- _Exercises_
1. In the Bengalese finch abstracts, at roughly what post-hatching day were the birds untutored or deafened?
2. Reproduce the passage of the Bengalese finch abstracts from "Comparative study on" to "normal-hearing Bengalese finches.", keeping every word unchanged.

- _Excerpted text_

####################

Changes in ultra-structures and electrophysiological properties in HVC of untutored and deafened Bengalese finches relation to normally reared birds: implications for song learning.

Songbirds are increasingly used as an experimentally tractable system to study the neurobiological underpinnings of vocal learning. To gain additional insights into how birdsongs are learned, we compared the size of HVC, the high vocal center for song production, and its ultrastructural or electrophysiological properties between the normally reared Bengalese finches, and the untutored or deafened ones before the onset of sensory learning (around post-hatching day 20). Our results showed that HVC had more synapses and concave synaptic curvature, but fewer perforated synapse, in the untutored or deafened birds in comparison with those in the normally reared birds. Although there was no significant difference of the ratio of straight or compound synapses, there was an increasing tendency for the untutored and deafened birds to possess more straight and compound synapses. These data revealed that synapses in the isolated or deafened birds had lower synapse activity in relation to those with normal hearing. This was confirmed by our electrophysiological results to show significant decreases in the firing rates of spike or burst in the isolated or deafened birds in the three types of HVC neurons i.e., putative X-projecting neurons, RA-projecting neurons and interneurons. In addition, low firing frequency (<10Hz) occurred much more in the above three types of HVC neurons in the tutored or deafened birds than in the normally reared birds. These data suggest that all the three putative types of neurons in HVC might be involved in the activity of the production of adult normal songs.

Comparative study on song behavior, and ultra-structural, electrophysiological and immunoreactive properties in RA among deafened, untutored and normal-hearing Bengalese finches.

To gain additional insight into how a birdsong is learned, we compared the songs of Bengalese finch males that were deafened early in development or raised without tutors to control finches that learned songs from adult models. Fewer note types and a more variable number of notes per bout were observed in untutored male songs, and no audible songs were detected in deafened males. We then investigated the ultrastructural, immunohistological, and electrophysiological correlates of the outcomes of song learning within the robust nucleus of the archopallium (RA), a forebrain nucleus for song production. In comparison to control birds, untutored and deafened birds had more synapses per unit volume, fewer vesicles per synapse, longer postsynaptic densities, and a lower proportion of perforated synapses, which suggest lower activity or decreased efficiency of synaptic transmission within the RA of the treated birds. For anesthetized birds, neurons within the RA of untutored and deafened males had lower spontaneous firing rates, fewer and shorter bursts, and higher coefficient of variation of the instantaneous firing rate than the normally reared males. Compared with controls, the untutored and deafened males had higher staining intensities within the RA of GABA and the GABA(A) receptor, less staining of tyrosine hydroxylase and no difference in the staining of NMDA receptors. Thus, both the ultrastructural and immunohistochemical results could explain for the stronger electrophysiological activities in normally reared birds. Because RA is involved in generating the motor commands, these data might account for the deficits in birds with abnormal song learning.

####################

(Referring expression pointing data)
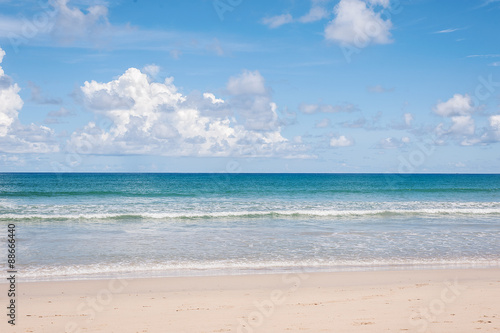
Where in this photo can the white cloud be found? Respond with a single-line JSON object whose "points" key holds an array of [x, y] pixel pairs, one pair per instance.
{"points": [[326, 108], [357, 24], [391, 143], [154, 118], [14, 136], [323, 123], [462, 125], [277, 21], [457, 105], [71, 23], [152, 70], [341, 141], [408, 119], [212, 98], [383, 3], [446, 31], [248, 83], [316, 13]]}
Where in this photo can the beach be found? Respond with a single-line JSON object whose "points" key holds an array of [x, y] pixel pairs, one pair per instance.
{"points": [[251, 253], [370, 301]]}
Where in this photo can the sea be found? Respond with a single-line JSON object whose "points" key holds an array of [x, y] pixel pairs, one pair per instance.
{"points": [[73, 226]]}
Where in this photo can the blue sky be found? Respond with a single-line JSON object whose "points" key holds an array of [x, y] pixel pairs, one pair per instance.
{"points": [[250, 86]]}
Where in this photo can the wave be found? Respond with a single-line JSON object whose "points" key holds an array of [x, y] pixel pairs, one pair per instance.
{"points": [[236, 267], [92, 193], [258, 214]]}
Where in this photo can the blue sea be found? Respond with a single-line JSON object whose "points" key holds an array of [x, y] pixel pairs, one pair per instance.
{"points": [[86, 226]]}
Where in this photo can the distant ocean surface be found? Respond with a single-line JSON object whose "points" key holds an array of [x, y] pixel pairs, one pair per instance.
{"points": [[84, 226]]}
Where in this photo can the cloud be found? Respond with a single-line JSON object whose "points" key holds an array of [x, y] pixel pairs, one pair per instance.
{"points": [[248, 83], [355, 23], [53, 117], [277, 21], [326, 108], [462, 125], [72, 24], [212, 98], [457, 105], [325, 122], [38, 97], [392, 143], [408, 118], [152, 70], [341, 141], [379, 89], [446, 31], [316, 13], [154, 118], [14, 136]]}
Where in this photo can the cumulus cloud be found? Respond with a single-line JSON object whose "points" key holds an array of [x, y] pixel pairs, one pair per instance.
{"points": [[277, 21], [341, 141], [154, 118], [326, 108], [323, 123], [38, 97], [316, 13], [14, 136], [358, 23], [462, 125], [152, 70], [248, 83], [391, 142], [458, 105], [71, 23], [252, 102]]}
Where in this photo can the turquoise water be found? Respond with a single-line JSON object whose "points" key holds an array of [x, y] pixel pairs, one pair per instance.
{"points": [[100, 225]]}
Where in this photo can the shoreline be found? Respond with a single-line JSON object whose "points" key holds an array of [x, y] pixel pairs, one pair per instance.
{"points": [[187, 273], [446, 300]]}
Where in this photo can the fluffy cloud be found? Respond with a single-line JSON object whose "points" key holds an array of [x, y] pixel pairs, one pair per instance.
{"points": [[357, 23], [463, 125], [248, 83], [391, 143], [408, 117], [14, 136], [458, 105], [316, 13], [72, 24], [326, 108], [252, 102], [154, 118], [323, 123], [341, 141], [277, 21]]}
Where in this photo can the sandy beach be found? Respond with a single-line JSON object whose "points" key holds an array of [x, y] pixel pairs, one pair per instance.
{"points": [[381, 301]]}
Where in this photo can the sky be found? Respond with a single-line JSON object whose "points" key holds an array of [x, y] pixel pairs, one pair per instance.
{"points": [[401, 86]]}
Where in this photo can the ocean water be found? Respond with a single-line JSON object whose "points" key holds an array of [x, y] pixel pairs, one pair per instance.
{"points": [[84, 226]]}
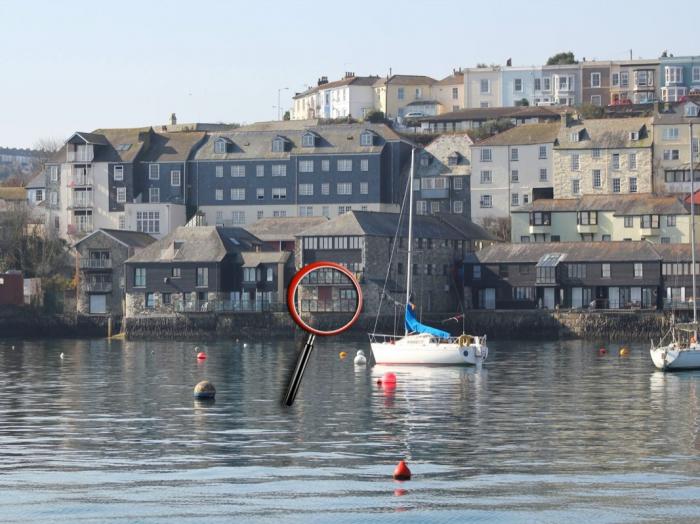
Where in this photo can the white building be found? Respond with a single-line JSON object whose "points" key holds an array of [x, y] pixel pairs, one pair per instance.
{"points": [[511, 169]]}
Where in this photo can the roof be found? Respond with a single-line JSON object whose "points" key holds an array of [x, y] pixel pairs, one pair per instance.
{"points": [[172, 147], [372, 223], [526, 134], [255, 258], [606, 133], [621, 205], [532, 253], [134, 239], [197, 244], [282, 228]]}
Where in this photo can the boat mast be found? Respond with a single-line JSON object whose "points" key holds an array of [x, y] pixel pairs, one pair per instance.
{"points": [[409, 262]]}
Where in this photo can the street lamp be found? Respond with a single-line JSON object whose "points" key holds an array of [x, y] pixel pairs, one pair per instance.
{"points": [[279, 104]]}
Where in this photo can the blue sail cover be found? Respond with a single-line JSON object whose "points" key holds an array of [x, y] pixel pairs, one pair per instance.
{"points": [[413, 326]]}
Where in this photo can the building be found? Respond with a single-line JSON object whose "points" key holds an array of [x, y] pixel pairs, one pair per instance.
{"points": [[602, 275], [603, 156], [394, 93], [298, 168], [678, 76], [100, 269], [510, 169], [672, 145], [351, 96], [443, 175], [631, 217], [595, 83], [362, 241], [205, 269]]}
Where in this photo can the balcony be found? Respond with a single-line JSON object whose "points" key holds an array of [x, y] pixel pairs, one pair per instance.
{"points": [[95, 263]]}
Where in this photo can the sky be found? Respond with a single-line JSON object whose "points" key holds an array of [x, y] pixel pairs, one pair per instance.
{"points": [[77, 66]]}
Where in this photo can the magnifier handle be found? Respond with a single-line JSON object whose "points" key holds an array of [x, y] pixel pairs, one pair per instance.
{"points": [[302, 360]]}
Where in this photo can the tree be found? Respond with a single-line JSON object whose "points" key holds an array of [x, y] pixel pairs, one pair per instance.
{"points": [[562, 58]]}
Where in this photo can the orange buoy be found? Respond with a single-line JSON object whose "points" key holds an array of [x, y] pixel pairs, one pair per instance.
{"points": [[401, 472]]}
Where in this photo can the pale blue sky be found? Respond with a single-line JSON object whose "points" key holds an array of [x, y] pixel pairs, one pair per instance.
{"points": [[67, 66]]}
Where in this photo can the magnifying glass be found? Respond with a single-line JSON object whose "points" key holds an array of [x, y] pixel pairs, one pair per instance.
{"points": [[324, 299]]}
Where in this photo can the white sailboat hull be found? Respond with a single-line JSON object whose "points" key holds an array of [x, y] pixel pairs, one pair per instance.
{"points": [[673, 357], [425, 349]]}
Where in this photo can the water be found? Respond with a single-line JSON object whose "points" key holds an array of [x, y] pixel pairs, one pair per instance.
{"points": [[544, 432]]}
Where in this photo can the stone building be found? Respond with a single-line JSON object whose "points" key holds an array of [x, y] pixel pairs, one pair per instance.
{"points": [[603, 156], [100, 269]]}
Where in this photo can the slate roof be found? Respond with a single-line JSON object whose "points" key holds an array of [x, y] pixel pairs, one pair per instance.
{"points": [[531, 253], [198, 244], [282, 228], [527, 134]]}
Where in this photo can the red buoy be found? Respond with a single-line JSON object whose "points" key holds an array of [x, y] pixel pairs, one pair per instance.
{"points": [[401, 472]]}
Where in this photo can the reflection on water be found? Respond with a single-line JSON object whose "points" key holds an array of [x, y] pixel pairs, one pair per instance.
{"points": [[543, 432]]}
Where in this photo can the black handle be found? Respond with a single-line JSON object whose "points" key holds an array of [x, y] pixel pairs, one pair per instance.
{"points": [[302, 360]]}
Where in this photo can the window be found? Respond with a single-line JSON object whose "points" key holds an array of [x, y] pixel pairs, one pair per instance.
{"points": [[148, 221], [202, 277], [575, 162], [238, 193], [140, 277], [154, 195], [279, 170], [576, 186]]}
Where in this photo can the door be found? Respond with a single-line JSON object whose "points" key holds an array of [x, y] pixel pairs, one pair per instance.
{"points": [[98, 304], [549, 298]]}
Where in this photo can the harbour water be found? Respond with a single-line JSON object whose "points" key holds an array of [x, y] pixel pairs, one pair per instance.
{"points": [[544, 432]]}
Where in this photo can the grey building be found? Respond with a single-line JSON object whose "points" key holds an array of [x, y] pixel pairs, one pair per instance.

####################

- _Answer set_
1. Around post-hatching day 20, before the onset of sensory learning.

2.
Comparative study on song behavior, and ultra-structural, electrophysiological and immunoreactive properties in RA among deafened, untutored and normal-hearing Bengalese finches.